§ Given text
Is playing live significantly different now that you rely more on live instrumentation than you have on previous albums/tours?

NRD: Honestly, it’s hard to understand what’s different on stage now. But something has changed. Maybe it’s because the new songs demand a new type of performance. The stage now feels less like a trap, and more like a public exorcism. Technically, there’s just so much more effort than ever before. There’s more margin for error, more confrontation, and I’m at the mercy of the people in

front of me because now I’m actually looking them in the eyes.

What’s the role or influence of place on your music? I understand you’ve moved around the States a lot, including to the remote Pacific Northwest – how does that impact your sound and/or subject matter?

§ Exercise instructions
• a. In the interview excerpt, what does NRD say the stage now feels more like?
• b. Reproduce the interview excerpt from "Is playing live" up to and including "and/or subject matter?".
• c. According to the interview excerpt, why is NRD at the mercy of the people in front of the stage?
Base your responses solely on the interview excerpt.

§ Provided data
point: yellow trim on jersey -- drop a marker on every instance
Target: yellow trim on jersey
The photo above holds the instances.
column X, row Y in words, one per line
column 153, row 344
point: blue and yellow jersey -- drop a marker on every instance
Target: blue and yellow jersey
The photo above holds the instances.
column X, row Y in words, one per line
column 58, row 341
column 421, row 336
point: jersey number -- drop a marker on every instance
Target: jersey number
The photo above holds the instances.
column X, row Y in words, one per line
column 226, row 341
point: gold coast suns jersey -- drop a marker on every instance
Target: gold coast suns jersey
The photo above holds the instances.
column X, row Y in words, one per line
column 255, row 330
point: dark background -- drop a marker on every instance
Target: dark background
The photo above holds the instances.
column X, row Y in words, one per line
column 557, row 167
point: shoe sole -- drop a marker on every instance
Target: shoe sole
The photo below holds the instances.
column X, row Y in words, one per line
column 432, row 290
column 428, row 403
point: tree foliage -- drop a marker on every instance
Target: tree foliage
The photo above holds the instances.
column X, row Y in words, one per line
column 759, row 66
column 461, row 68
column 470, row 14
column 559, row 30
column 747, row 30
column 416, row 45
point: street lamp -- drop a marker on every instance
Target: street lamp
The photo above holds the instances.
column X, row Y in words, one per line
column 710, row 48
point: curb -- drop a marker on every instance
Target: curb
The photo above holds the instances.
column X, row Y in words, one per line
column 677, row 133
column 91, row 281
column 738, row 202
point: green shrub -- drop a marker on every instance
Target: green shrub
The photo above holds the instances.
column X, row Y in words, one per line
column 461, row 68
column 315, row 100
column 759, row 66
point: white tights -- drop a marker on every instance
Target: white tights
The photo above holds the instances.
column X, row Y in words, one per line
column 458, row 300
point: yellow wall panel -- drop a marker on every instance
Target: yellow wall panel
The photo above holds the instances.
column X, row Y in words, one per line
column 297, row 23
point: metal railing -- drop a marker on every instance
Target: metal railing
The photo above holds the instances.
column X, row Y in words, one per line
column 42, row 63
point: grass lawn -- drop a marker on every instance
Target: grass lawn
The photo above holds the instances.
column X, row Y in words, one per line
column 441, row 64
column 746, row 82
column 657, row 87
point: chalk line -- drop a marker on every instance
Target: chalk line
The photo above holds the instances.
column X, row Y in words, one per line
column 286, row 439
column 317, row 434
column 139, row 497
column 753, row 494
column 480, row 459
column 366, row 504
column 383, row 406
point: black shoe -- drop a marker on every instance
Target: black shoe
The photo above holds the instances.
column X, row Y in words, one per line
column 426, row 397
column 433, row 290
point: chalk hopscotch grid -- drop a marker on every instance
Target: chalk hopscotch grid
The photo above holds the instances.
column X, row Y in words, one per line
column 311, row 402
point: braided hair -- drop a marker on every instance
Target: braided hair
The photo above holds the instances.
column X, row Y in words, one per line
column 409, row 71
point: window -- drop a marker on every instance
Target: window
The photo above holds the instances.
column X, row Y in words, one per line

§ Problem solutions
• a. A public exorcism.

• b.
Is playing live significantly different now that you rely more on live instrumentation than you have on previous albums/tours?

NRD: Honestly, it’s hard to understand what’s different on stage now. But something has changed. Maybe it’s because the new songs demand a new type of performance. The stage now feels less like a trap, and more like a public exorcism. Technically, there’s just so much more effort than ever before. There’s more margin for error, more confrontation, and I’m at the mercy of the people in

front of me because now I’m actually looking them in the eyes.

What’s the role or influence of place on your music? I understand you’ve moved around the States a lot, including to the remote Pacific Northwest – how does that impact your sound and/or subject matter?

• c. NRD is at their mercy because NRD is now actually looking them in the eyes.